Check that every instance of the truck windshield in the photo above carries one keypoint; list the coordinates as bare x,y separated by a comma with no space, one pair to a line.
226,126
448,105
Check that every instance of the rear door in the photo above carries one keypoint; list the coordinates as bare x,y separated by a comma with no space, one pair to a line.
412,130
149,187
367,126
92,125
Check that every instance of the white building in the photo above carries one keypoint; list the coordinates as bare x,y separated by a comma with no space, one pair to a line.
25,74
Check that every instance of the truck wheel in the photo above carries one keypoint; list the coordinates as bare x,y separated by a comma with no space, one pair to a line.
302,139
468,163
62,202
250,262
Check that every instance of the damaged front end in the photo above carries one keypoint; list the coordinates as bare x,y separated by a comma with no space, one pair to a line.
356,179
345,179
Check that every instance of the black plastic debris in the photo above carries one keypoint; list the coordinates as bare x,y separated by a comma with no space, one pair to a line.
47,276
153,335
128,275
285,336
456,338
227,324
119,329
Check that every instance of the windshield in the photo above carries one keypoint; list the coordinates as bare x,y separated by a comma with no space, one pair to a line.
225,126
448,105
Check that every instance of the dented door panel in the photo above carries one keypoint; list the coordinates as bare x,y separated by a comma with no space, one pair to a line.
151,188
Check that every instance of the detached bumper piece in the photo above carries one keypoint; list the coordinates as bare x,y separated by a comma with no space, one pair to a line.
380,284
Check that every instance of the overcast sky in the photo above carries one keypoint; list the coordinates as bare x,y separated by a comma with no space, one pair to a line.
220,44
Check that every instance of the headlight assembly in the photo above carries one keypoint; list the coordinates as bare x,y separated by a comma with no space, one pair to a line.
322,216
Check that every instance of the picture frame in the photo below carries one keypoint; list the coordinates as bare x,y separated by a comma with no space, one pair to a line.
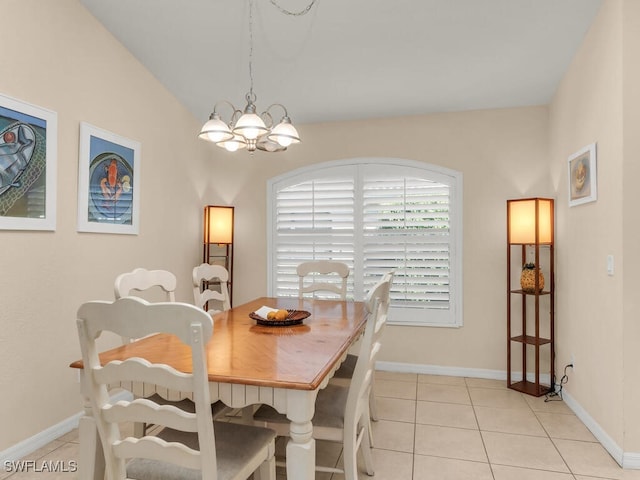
28,166
108,182
583,185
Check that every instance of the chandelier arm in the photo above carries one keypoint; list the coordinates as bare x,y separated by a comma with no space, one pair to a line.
286,113
225,102
300,13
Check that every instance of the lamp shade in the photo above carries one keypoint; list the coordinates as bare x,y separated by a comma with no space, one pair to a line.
530,221
218,224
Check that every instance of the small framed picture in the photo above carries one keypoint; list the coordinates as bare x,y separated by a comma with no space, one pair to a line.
108,182
28,162
583,176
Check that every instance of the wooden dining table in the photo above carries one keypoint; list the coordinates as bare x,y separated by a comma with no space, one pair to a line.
250,364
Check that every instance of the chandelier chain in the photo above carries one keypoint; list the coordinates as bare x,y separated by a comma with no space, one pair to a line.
304,11
251,47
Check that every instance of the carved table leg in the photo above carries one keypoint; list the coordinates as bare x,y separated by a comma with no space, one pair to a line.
301,448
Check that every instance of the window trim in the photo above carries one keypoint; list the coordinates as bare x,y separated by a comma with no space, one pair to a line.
438,173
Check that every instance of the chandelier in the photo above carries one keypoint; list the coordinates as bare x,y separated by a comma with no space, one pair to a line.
246,128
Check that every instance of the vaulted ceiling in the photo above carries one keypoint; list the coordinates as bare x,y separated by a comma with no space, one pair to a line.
353,59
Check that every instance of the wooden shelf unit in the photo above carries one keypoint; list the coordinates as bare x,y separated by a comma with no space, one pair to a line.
524,330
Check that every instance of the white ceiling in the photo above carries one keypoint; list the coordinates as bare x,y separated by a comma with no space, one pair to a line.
354,59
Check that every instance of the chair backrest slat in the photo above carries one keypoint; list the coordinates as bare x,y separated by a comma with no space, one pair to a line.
142,279
202,275
320,273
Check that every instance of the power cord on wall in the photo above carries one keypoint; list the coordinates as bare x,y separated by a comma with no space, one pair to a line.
558,393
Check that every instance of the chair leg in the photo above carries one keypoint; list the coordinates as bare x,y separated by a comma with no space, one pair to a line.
365,447
373,410
267,469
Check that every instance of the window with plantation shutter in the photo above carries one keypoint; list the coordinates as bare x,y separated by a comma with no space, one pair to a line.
375,215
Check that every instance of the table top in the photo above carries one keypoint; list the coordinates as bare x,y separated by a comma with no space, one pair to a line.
242,352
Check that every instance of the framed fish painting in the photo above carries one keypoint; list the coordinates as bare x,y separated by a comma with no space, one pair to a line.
28,154
108,182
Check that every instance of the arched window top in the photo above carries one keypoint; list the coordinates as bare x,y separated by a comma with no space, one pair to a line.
376,215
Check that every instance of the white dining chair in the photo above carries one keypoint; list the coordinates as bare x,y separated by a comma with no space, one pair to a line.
323,277
347,369
190,445
342,412
141,279
155,284
205,297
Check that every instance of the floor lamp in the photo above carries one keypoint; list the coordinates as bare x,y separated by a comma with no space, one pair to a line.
218,239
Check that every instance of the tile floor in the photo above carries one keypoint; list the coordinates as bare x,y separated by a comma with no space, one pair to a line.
447,428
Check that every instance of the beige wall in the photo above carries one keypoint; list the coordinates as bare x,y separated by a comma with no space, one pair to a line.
597,314
56,56
502,154
631,225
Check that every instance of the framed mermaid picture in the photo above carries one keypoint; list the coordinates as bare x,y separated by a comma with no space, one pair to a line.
28,150
108,182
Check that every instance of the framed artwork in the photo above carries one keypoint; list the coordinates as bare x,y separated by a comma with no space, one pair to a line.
583,176
108,182
28,154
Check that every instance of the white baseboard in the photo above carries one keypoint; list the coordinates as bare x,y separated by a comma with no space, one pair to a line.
454,371
627,460
27,447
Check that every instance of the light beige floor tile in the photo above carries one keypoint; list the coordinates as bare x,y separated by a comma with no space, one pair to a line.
492,397
486,383
59,464
388,465
449,442
396,376
538,404
46,449
441,379
523,451
396,409
509,420
396,436
585,458
568,427
436,468
446,415
395,389
501,472
443,393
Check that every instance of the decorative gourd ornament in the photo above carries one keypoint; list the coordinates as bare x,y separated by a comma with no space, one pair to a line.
528,278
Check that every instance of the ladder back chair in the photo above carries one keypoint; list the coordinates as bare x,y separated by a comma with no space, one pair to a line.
202,295
136,282
346,370
318,276
191,445
342,412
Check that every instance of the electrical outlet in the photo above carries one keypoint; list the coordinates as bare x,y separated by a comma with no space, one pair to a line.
573,361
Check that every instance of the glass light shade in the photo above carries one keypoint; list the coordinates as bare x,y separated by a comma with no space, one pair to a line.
250,126
284,133
215,130
528,216
218,224
269,145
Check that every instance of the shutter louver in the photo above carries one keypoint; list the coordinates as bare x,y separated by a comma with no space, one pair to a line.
375,217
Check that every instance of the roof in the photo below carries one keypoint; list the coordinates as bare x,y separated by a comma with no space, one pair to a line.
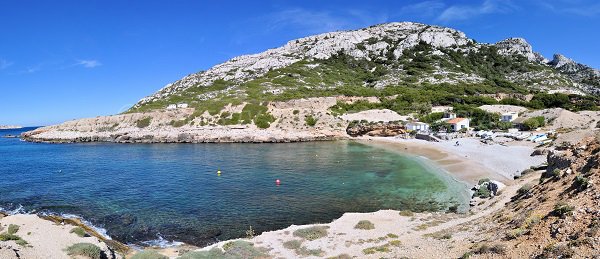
455,120
416,123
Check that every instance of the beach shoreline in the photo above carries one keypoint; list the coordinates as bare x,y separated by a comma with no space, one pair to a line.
456,161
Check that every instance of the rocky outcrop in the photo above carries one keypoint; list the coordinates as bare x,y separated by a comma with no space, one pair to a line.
519,46
362,43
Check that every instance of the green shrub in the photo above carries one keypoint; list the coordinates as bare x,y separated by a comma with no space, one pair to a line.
22,242
482,192
12,229
87,250
264,121
364,224
534,123
555,173
292,244
7,237
311,233
310,120
407,213
243,249
581,182
79,231
145,122
563,209
525,189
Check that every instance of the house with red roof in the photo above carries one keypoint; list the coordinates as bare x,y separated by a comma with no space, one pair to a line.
458,123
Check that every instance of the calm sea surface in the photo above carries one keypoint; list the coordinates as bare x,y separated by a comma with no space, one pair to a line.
142,192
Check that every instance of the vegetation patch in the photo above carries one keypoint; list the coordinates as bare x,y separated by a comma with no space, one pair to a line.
79,231
243,249
581,183
563,209
382,248
88,250
12,229
310,120
311,233
143,123
364,224
148,254
214,253
407,213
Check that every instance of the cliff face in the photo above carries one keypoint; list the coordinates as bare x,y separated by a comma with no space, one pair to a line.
384,62
559,216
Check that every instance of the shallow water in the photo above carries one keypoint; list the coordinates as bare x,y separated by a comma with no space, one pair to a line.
140,192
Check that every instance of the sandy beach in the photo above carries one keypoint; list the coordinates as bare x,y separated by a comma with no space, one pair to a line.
44,239
394,233
471,160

**TASK DIRECTIONS**
Reproduce the records word for word, from the line containing "Check that every instance of the shallow" through the end of the records, both ends included.

**WRITTEN ANSWER**
Check that every instance of the shallow water in the photo above carries one keypoint; list the coordinates as bare x,y separated by a comma with no space, one pair to a line.
140,192
Check that every instance of the sandy beach in the photo above carries one keypoint; list the coordinates as bare x,y separated by a comma with no space, one pair to a line.
44,239
394,233
471,160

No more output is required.